» **GIVEN PASSAGE**
There were also many "casual" conversions. Here I'll cite again the experience of my great-grandfather (descendant of the above mentioned man who moved from Bansko to Shipka). His closest friend once committed an offense (I've forgotten what exactly, but it was a minor one). He was caught by the authorities and threatened with death, unless he converted to Islam. So he became a Muslim. At first, the two men continued to be friends. It was logical, the convert was in fact the same person, wasn't he? What happened to him wasn't his fault and could have happened to anybody. But, as time passed, my great-grandfather severed the ties with the convert, telling to his family that his ex-friend had "begun to smell like a Turk". I can speculate that if the story had happened not to that friend but to the other, I could be a Muslim now.
All types of conversion described above were confined to individuals taken from communities which continued to be Christian. However, there were also mass conversions. They were done in strategic regions - the Rhodopa mountain (today in Southern Bulgaria) and the Dobrudja plain which formed the north-east border of the Ottoman Empire (today - the corresponding border of Bulgaria). In rare cases, the authorities awaited a suitable moment to push for a quasi-voluntary conversion. So in the Chepinsko area of the Rhodopa mountain, the population agreed to convert to Islam in exchange for food aid during famine. However, the typical scenario was as follows: Ottoman troops encircling the village, giving the residents the choice of conversion or death, then leaving an imam and several officials to spy on the converts and help them become real pious Muslims.
There was no way out. In theory, the converts could emigrate and revert to Christianity, but those villagers didn't have the resources and knowledge needed to reach an immigrant-friendly land. So they became ancestors of today's Bulgarian Muslims. They often proceeded further to become Turkish-speaking. Sources differ about whether this change was also forced by the Ottoman authorities. I tend to think that in most cases it's likely to have been voluntary. Religion was used by Bulgarians as a national identifier. The terms "Christianity" and "Islam" were rarely used; instead, people were talking about "the Bulgarian faith" and "the Turkish faith". So those who were Muslims but Bulgarian-speaking were in the inconvenient position of people belonging nowhere; for many of them, it was logical to switch to Turkish.

» **EXERCISE REQUIREMENTS**
• a. Copy out the passage on conversions to Islam from "There were also many" up to and including "a Muslim now.".
• b. Translate this sentence from the passage on conversions to Islam into Spanish: "So they became ancestors of today's Bulgarian Muslims."
These rows come from a separate source, not from the passage on conversions to Islam.

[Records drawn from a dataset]

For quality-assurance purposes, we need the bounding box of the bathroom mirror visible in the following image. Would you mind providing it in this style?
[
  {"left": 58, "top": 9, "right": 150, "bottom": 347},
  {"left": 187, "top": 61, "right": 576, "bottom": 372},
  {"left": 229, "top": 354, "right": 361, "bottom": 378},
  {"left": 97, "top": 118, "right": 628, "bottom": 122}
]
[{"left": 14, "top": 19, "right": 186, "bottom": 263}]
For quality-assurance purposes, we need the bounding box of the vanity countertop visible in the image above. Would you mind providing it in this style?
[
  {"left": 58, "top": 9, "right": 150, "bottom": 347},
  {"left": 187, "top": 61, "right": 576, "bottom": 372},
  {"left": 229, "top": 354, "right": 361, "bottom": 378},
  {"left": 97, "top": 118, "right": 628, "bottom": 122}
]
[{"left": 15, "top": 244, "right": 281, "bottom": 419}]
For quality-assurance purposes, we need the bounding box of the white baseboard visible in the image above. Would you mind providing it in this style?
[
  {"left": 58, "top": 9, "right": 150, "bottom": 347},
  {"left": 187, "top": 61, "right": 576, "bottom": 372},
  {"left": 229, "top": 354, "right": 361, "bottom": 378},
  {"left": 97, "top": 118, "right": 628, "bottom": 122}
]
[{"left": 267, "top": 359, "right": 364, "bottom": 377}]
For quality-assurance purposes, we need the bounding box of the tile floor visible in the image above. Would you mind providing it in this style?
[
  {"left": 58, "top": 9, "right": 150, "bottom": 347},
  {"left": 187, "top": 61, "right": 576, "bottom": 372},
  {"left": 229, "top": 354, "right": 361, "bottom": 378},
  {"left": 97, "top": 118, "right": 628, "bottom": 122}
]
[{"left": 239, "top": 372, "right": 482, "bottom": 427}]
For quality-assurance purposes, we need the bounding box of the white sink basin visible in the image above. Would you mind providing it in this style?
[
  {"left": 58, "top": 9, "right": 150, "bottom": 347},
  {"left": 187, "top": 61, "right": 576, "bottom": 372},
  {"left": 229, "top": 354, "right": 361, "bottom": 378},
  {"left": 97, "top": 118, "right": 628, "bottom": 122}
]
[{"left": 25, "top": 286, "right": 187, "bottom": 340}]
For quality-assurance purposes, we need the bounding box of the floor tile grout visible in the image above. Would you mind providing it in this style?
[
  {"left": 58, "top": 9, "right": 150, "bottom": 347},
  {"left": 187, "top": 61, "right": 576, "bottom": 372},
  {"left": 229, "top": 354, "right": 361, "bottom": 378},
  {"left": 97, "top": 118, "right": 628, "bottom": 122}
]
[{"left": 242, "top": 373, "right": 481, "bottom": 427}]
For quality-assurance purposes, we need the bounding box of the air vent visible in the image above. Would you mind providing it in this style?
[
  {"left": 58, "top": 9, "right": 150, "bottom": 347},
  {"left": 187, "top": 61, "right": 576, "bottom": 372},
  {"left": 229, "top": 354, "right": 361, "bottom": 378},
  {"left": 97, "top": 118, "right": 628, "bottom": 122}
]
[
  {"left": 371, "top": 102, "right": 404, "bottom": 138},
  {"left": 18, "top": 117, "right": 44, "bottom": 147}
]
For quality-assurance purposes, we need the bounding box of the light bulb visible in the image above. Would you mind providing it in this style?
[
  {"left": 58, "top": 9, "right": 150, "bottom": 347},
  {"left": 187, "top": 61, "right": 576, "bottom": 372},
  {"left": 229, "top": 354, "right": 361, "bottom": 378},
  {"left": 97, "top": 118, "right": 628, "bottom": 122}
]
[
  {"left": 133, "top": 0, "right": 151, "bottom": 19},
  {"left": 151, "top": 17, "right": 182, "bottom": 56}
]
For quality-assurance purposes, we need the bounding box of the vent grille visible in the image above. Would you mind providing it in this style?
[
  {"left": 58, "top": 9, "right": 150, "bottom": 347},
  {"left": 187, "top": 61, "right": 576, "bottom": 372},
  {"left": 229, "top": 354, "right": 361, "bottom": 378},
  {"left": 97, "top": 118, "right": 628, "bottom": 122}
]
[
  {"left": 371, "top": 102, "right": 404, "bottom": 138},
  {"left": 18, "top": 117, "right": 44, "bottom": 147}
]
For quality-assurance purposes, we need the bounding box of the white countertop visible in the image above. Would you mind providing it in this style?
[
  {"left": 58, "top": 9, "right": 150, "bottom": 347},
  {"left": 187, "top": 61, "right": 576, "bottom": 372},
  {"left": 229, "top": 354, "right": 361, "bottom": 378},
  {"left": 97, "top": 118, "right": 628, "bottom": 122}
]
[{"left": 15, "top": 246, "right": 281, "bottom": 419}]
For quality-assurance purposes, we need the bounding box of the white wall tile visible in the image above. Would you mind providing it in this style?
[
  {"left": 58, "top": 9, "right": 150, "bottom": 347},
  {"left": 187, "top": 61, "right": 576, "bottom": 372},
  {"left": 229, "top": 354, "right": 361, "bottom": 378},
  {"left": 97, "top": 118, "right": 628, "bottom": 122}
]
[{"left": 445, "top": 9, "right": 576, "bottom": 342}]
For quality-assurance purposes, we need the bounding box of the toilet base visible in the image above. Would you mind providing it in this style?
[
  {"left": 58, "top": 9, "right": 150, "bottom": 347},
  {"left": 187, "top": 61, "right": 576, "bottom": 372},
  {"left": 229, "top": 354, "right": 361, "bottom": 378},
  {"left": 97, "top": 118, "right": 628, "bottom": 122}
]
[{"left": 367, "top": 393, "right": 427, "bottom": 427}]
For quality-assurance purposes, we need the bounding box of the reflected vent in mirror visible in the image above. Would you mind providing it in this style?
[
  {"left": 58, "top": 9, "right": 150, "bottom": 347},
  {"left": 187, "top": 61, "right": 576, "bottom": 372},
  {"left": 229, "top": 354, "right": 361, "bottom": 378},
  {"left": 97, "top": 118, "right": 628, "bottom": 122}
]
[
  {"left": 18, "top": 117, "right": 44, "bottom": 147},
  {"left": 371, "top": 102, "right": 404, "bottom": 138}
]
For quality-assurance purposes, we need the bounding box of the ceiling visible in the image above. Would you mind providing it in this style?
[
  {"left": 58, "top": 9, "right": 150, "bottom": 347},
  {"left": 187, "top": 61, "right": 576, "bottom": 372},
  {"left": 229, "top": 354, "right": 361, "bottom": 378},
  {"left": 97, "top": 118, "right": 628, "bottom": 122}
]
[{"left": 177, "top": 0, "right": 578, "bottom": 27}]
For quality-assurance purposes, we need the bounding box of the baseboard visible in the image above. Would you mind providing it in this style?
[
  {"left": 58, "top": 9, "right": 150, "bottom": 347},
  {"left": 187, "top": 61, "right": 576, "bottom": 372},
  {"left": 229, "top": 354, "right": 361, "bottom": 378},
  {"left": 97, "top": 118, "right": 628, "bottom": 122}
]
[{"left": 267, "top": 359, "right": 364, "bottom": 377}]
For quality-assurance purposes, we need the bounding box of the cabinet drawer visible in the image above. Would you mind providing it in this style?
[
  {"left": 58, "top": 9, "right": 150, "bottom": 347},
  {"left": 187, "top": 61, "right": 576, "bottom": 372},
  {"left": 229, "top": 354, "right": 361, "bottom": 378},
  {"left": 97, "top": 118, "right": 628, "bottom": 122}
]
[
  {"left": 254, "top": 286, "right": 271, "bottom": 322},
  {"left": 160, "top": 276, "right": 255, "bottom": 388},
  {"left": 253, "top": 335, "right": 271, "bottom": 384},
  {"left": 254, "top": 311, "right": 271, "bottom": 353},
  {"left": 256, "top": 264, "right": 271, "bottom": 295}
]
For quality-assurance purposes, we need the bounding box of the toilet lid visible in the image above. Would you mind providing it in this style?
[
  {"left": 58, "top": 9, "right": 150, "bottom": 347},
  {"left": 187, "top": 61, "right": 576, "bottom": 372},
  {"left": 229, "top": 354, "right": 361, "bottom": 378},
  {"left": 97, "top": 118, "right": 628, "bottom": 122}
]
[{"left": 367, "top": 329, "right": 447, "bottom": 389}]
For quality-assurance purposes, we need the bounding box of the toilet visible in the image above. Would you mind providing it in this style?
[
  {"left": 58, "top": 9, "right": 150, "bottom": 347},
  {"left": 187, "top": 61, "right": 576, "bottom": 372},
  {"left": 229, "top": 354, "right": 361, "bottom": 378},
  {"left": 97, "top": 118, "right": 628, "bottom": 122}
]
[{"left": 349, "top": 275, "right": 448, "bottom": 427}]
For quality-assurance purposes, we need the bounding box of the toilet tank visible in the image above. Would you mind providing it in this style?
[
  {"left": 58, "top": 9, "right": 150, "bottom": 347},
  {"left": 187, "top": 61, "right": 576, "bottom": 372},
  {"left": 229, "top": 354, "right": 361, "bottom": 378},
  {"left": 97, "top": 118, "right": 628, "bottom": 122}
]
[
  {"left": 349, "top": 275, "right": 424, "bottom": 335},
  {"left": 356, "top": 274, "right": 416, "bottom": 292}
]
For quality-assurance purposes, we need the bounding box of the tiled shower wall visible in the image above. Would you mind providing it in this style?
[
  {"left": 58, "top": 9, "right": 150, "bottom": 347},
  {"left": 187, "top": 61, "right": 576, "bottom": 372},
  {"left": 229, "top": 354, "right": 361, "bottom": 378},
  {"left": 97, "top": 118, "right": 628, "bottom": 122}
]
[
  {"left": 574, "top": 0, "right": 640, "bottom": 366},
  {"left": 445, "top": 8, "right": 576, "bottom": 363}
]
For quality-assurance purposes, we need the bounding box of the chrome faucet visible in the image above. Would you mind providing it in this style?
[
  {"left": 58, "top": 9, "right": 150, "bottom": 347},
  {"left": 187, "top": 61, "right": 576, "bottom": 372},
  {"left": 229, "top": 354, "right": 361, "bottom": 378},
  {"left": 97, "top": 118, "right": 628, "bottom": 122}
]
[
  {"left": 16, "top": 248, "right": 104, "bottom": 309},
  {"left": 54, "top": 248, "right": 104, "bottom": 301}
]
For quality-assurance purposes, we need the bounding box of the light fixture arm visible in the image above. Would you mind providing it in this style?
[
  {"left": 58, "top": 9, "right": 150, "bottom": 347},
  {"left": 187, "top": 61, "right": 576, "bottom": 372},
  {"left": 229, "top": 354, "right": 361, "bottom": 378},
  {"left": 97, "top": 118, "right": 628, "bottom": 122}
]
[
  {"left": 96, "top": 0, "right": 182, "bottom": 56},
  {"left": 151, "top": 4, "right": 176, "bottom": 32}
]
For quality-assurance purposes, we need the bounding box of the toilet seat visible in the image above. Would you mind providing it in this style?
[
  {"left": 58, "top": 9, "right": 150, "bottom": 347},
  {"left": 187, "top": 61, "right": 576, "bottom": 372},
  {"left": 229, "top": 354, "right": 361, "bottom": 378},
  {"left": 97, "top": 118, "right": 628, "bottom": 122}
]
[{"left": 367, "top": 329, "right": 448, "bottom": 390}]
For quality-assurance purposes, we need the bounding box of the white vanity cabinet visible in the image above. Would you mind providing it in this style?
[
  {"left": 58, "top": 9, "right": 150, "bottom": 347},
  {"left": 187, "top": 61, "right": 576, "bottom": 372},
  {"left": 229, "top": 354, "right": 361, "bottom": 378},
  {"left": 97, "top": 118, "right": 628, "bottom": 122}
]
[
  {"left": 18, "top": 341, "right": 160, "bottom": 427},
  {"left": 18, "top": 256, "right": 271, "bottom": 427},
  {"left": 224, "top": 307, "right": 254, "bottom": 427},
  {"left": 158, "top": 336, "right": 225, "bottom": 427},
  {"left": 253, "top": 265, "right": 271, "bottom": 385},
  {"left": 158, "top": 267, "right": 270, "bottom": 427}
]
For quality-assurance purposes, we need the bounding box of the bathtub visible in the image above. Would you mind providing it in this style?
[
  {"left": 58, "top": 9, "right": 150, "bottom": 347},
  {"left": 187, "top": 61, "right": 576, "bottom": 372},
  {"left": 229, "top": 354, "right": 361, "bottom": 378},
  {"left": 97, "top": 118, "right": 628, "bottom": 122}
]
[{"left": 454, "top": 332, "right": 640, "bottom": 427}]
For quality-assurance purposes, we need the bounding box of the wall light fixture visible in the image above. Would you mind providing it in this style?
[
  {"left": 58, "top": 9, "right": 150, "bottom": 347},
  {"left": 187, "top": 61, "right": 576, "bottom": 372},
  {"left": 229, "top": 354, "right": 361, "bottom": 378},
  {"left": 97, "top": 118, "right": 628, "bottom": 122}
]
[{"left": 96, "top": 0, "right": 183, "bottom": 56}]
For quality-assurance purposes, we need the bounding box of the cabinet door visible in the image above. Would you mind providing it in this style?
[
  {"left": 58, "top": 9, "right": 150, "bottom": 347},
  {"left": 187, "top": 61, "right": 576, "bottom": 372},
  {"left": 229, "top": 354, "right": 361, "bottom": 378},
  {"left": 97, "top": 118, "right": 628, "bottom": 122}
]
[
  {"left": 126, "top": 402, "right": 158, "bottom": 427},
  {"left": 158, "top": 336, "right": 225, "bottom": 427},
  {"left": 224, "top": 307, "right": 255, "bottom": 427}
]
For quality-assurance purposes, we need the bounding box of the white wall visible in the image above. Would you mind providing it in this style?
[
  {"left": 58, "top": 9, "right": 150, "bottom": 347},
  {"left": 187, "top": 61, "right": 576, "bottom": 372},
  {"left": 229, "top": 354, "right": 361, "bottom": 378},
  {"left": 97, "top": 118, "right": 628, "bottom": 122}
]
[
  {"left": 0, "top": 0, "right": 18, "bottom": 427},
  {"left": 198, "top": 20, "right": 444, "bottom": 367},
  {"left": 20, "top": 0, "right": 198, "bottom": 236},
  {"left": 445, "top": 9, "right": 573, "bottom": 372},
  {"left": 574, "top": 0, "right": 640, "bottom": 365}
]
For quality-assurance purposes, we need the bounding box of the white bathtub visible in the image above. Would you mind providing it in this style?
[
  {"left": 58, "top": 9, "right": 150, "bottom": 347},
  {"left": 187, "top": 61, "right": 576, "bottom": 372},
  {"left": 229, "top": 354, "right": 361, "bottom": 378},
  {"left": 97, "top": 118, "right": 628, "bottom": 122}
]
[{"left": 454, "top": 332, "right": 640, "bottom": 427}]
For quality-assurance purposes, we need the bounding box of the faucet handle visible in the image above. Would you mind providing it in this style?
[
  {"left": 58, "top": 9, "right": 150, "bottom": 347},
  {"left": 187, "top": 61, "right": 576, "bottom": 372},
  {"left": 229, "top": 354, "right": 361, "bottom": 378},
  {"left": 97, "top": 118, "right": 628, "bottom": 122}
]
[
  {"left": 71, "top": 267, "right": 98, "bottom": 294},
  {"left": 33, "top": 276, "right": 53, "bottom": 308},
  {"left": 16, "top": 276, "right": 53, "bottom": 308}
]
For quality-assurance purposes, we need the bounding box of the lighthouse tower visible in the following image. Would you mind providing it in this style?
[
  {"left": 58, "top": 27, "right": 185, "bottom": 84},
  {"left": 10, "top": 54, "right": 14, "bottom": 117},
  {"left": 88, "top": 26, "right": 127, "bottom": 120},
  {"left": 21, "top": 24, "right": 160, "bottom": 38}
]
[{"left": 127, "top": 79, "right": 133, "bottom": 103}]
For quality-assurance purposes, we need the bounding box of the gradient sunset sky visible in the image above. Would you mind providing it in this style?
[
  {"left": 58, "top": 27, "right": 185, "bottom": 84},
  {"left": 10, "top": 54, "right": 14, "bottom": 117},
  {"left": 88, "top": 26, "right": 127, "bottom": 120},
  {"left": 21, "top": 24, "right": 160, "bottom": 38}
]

» **ANSWERS TO THE PROBLEMS**
• a.
There were also many "casual" conversions. Here I'll cite again the experience of my great-grandfather (descendant of the above mentioned man who moved from Bansko to Shipka). His closest friend once committed an offense (I've forgotten what exactly, but it was a minor one). He was caught by the authorities and threatened with death, unless he converted to Islam. So he became a Muslim. At first, the two men continued to be friends. It was logical, the convert was in fact the same person, wasn't he? What happened to him wasn't his fault and could have happened to anybody. But, as time passed, my great-grandfather severed the ties with the convert, telling to his family that his ex-friend had "begun to smell like a Turk". I can speculate that if the story had happened not to that friend but to the other, I could be a Muslim now.

• b. Así, se convirtieron en los antepasados de los musulmanes búlgaros de hoy.